╭──
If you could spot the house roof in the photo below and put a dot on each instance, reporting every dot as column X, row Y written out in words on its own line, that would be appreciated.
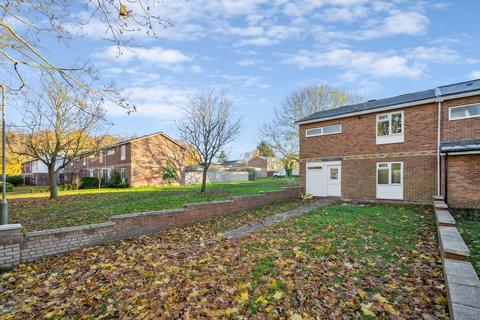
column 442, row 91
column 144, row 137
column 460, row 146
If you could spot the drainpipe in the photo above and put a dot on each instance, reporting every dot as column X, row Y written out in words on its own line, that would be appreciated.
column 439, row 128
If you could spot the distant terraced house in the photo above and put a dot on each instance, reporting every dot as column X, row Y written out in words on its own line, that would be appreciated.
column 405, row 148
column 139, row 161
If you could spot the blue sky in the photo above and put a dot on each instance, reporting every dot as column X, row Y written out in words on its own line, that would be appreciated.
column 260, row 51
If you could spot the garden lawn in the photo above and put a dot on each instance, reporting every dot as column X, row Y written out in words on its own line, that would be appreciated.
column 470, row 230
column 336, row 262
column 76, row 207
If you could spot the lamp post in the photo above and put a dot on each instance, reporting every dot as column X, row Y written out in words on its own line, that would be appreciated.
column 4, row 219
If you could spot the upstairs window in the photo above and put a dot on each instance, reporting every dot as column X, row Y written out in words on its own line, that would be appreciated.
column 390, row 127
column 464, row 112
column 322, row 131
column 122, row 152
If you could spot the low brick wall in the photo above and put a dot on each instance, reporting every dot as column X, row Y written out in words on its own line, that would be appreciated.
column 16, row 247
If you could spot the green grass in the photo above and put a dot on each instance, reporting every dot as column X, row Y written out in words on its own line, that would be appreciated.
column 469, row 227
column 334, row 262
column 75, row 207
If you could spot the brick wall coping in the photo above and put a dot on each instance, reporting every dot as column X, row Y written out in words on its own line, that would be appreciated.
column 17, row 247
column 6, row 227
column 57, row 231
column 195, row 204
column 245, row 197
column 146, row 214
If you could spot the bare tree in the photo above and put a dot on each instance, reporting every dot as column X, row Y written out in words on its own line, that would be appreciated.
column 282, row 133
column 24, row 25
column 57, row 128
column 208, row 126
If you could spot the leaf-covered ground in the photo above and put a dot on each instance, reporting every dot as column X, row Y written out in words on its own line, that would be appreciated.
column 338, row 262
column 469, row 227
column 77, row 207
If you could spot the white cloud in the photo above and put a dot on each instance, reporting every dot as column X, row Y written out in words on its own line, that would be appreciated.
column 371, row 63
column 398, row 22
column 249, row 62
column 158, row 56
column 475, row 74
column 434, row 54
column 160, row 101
╰──
╭──
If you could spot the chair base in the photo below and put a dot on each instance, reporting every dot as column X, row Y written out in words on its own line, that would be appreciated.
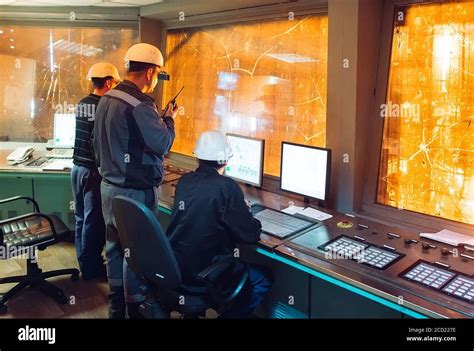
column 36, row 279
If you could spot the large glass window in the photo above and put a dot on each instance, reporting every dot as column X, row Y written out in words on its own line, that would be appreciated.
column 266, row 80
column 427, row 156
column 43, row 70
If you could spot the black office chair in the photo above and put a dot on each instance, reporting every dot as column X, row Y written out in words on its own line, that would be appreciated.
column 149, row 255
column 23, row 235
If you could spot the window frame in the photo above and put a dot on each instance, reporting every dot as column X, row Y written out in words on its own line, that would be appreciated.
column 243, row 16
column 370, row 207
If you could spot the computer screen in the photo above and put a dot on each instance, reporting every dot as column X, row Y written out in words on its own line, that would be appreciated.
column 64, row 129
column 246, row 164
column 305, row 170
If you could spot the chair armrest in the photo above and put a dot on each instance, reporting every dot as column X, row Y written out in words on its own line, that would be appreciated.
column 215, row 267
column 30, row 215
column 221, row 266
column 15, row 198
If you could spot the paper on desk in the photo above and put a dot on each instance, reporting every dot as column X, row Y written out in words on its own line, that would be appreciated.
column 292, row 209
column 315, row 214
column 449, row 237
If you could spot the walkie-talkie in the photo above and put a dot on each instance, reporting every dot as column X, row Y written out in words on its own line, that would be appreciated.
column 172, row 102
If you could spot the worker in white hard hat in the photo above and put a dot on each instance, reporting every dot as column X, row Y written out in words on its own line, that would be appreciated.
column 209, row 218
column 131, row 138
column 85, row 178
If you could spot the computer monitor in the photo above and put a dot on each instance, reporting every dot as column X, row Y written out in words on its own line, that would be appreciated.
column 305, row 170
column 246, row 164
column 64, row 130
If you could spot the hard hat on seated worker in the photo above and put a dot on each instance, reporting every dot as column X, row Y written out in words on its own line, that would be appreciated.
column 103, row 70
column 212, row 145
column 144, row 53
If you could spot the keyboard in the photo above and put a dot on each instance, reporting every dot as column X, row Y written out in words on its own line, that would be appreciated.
╰──
╭──
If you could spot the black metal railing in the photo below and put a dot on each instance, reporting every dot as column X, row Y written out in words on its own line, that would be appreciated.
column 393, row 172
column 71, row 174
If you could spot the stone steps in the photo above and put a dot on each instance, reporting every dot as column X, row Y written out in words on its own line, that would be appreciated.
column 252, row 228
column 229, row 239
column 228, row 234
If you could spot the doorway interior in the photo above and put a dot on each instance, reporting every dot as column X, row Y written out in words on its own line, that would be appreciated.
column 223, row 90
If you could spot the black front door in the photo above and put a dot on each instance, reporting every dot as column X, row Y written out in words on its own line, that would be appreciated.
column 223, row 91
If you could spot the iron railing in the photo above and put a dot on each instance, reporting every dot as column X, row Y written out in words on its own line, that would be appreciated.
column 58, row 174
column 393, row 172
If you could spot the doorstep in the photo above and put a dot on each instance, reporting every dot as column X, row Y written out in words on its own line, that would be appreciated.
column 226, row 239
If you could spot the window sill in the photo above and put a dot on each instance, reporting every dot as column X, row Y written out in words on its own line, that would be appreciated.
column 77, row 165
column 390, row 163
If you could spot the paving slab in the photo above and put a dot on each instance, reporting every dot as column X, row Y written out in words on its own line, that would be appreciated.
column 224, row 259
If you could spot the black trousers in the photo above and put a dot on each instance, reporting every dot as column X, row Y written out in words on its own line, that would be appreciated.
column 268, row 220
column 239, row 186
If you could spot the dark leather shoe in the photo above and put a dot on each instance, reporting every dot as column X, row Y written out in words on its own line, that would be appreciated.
╰──
EXERCISE INSTRUCTIONS: Working from the material above, restate word for word the lines between the line with "If you could spot the iron" and the line with "If you could spot the dark", both included, and only those.

WRITTEN ANSWER:
If you could spot the iron railing in the photo above and put a dot on each instance, reporting every dot as column X, row Y written out in words on its own line, that would be appreciated.
column 58, row 174
column 393, row 172
If you could spot the doorstep in the photo above and put a dot on each instance, reporting every dot as column X, row Y written out in words on its own line, that would be appreciated.
column 226, row 239
If you could spot the window sill in the photo above and put a dot on each instance, reporting every dot as column X, row Y written out in words on its own line, that would be appreciated.
column 77, row 165
column 390, row 163
If you could spot the paving slab in the photo above and put a dot on each instance, reporting every dot as column X, row Y written out in words on its own line, that would be appreciated.
column 224, row 259
If you could spot the black trousers in the photo above and put a dot on each instance, reporting every dot as column X, row Y written out in words on its own line, that would be appreciated.
column 268, row 220
column 239, row 186
If you could spot the dark leather shoe in the photo above and put a dot on each instance, reporting every dot as column X, row Y written out in words on its own line, that would be appreciated.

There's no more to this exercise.